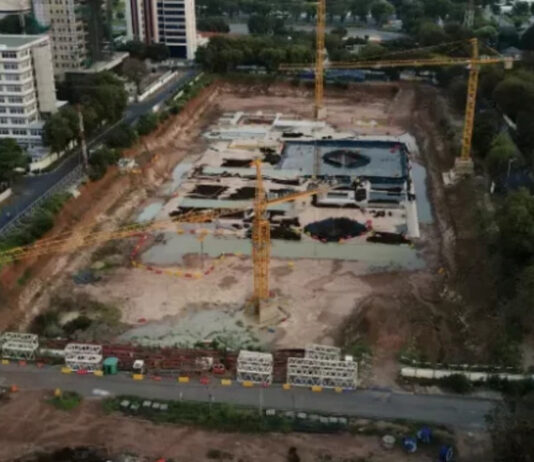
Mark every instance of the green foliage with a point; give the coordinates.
(67, 401)
(100, 161)
(58, 132)
(36, 225)
(11, 24)
(223, 54)
(134, 69)
(525, 134)
(122, 136)
(82, 322)
(516, 224)
(139, 50)
(157, 52)
(219, 416)
(502, 152)
(515, 94)
(147, 123)
(487, 123)
(429, 33)
(12, 158)
(214, 24)
(381, 10)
···
### YOUR INSTRUCTIONS:
Reproduce the material word for word. Skip every picture it holds.

### EXERCISE RESULT:
Mark every instance of the green foliage with a point; give the coordinates.
(67, 401)
(100, 161)
(58, 132)
(36, 225)
(11, 24)
(223, 54)
(134, 69)
(525, 134)
(122, 136)
(82, 322)
(516, 224)
(139, 50)
(157, 52)
(219, 416)
(502, 152)
(515, 94)
(147, 123)
(487, 123)
(429, 33)
(12, 158)
(214, 24)
(381, 10)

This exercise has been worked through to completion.